(AVAILABLE DATA)

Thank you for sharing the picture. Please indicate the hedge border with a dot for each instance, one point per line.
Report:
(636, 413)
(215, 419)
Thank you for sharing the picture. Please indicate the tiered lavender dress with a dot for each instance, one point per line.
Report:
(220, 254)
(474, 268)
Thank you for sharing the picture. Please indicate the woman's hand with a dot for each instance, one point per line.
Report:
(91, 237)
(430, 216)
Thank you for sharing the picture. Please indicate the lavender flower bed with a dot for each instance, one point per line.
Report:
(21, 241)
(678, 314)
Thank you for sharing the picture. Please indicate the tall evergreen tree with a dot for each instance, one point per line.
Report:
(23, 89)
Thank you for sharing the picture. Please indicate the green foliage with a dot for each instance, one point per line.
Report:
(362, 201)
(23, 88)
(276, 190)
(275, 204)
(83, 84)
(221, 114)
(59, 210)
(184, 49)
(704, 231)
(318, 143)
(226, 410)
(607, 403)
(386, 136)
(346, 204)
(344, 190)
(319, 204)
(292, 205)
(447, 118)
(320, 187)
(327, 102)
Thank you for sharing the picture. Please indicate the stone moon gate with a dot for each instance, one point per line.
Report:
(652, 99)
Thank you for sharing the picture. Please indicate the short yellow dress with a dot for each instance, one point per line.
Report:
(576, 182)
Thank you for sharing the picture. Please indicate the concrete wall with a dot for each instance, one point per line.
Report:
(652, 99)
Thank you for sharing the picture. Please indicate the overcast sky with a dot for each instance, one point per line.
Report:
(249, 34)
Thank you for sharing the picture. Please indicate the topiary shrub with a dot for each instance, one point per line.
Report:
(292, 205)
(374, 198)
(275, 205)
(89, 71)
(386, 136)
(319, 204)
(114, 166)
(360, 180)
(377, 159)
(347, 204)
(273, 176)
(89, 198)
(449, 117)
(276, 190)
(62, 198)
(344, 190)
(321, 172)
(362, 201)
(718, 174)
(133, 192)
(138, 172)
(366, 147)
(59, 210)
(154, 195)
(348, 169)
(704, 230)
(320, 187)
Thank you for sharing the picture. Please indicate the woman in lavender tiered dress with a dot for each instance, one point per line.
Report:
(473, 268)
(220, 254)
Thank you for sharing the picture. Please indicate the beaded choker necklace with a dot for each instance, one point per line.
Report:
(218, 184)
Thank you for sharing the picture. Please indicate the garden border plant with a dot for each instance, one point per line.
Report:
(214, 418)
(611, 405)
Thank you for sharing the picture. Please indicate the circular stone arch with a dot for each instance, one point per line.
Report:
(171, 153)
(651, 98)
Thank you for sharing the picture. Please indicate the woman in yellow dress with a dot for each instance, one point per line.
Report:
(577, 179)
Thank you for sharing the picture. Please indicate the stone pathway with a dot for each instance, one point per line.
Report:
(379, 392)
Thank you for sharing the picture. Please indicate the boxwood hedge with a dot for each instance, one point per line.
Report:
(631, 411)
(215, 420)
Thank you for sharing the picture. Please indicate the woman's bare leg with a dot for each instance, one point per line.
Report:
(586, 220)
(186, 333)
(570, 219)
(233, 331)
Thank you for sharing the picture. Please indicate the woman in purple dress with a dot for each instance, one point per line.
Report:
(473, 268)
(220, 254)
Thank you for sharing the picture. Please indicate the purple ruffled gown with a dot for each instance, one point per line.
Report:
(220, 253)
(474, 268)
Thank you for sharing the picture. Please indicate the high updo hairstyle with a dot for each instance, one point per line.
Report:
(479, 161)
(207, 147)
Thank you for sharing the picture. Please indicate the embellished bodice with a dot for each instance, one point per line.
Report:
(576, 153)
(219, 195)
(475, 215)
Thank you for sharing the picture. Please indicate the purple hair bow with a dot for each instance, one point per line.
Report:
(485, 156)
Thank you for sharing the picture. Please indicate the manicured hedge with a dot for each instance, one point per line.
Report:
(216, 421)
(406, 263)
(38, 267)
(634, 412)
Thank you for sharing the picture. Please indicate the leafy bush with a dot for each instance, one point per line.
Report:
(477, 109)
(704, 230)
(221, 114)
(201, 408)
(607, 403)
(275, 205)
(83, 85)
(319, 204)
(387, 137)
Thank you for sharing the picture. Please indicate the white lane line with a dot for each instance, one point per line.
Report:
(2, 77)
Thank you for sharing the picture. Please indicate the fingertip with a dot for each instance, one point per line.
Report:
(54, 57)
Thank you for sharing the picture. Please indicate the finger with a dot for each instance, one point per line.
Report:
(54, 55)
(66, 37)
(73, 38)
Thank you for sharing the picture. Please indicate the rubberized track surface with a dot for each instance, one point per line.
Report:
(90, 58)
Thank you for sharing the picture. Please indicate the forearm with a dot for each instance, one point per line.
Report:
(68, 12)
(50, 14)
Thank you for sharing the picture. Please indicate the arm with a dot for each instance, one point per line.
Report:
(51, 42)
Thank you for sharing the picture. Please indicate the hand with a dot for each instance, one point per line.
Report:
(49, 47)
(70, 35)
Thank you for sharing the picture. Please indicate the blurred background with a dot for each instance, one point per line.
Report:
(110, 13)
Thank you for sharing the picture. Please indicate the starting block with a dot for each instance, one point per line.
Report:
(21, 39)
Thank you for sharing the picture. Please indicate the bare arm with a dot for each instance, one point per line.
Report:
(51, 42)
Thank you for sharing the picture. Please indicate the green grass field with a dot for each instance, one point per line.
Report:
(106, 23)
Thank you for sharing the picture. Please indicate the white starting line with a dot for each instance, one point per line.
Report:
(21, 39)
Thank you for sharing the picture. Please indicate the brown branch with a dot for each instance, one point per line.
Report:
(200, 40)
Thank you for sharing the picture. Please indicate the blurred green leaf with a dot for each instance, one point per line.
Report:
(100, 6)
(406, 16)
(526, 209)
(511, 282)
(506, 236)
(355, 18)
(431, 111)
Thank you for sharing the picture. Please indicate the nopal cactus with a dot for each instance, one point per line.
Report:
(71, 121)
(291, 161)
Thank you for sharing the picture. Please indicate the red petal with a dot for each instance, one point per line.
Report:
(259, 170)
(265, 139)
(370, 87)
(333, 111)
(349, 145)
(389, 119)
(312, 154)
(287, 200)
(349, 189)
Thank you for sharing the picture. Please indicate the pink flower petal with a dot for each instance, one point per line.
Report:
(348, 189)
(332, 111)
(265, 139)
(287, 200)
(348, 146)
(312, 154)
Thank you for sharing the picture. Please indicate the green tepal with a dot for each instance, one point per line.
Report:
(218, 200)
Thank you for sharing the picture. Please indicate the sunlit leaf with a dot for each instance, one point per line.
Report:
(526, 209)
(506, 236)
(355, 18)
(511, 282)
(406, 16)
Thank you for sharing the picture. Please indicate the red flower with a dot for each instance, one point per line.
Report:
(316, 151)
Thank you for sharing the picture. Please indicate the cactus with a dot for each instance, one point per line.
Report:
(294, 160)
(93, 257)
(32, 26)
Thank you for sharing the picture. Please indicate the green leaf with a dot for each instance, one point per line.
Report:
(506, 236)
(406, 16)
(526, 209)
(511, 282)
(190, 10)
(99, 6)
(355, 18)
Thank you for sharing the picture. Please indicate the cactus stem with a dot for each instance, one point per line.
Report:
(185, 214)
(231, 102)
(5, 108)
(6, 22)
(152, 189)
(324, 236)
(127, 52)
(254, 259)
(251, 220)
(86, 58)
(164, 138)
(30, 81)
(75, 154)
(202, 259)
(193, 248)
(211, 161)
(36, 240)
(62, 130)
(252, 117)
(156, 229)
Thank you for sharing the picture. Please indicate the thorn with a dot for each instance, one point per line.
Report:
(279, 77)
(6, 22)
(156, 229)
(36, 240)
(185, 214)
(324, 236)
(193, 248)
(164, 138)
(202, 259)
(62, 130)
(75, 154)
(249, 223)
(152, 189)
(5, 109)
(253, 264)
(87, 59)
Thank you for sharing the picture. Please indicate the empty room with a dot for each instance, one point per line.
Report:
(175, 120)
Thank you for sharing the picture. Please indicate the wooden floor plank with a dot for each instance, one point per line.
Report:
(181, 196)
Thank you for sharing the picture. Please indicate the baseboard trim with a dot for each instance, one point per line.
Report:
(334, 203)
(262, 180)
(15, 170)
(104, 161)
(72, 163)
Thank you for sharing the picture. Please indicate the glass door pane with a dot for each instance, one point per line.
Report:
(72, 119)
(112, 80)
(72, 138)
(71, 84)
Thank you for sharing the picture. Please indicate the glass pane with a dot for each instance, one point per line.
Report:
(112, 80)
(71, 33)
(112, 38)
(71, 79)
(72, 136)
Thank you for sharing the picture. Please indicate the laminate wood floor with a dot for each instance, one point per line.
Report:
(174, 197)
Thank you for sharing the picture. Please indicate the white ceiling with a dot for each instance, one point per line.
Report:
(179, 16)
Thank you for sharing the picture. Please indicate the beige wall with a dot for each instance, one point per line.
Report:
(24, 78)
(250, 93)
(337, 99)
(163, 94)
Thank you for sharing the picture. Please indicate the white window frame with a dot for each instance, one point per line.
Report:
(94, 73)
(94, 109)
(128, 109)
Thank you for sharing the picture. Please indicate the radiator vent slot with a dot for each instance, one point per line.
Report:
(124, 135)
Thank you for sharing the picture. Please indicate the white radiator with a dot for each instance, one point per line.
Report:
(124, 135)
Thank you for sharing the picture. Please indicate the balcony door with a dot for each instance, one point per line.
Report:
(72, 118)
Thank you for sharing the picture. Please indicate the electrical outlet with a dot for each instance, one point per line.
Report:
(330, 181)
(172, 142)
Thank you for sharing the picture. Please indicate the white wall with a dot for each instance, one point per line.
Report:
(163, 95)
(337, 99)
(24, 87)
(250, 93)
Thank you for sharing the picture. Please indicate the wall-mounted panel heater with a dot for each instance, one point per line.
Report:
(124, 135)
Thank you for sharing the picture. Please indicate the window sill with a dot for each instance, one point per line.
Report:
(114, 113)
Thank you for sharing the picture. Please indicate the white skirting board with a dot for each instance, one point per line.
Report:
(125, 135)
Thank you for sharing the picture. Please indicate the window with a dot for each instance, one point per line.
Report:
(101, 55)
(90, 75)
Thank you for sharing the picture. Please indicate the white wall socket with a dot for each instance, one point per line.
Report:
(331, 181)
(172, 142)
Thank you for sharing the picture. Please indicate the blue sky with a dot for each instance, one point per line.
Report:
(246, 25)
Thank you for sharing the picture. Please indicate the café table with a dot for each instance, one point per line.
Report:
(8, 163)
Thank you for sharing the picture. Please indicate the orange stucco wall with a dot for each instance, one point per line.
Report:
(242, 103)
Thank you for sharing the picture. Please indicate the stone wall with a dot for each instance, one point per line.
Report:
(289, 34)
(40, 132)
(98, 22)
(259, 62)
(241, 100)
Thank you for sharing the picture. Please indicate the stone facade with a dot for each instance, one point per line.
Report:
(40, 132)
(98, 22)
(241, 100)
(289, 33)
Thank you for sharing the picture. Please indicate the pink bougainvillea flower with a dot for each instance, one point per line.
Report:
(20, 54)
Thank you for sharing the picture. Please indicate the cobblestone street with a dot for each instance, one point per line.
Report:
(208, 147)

(End AVAILABLE DATA)

## WHAT NEEDS TO BE DONE
Report each line in the preceding entries that holds the string "wall".

## FINAL ANSWER
Thank you for sharing the picture. Please indicate the concrete wall with a dot for each instance, one point per line.
Thank you for sharing the picture. Please indicate the beige wall with a dot for each instance, one point per line.
Thank you for sharing the picture. Please indicate the white wall with a dot for each instance, one point per line.
Thank you for sharing the picture. Please indicate the wall-mounted panel heater with a dot for each instance, one point per line.
Thank you for sharing the picture. Please indicate the white wall socket with a dot for each instance, one point per line.
Thank you for sharing the picture. Please indicate the orange stucco wall with a dot for each instance, one point per line.
Thank you for sharing the picture. Please indicate the stone wall with a dot for each instance, one point per line.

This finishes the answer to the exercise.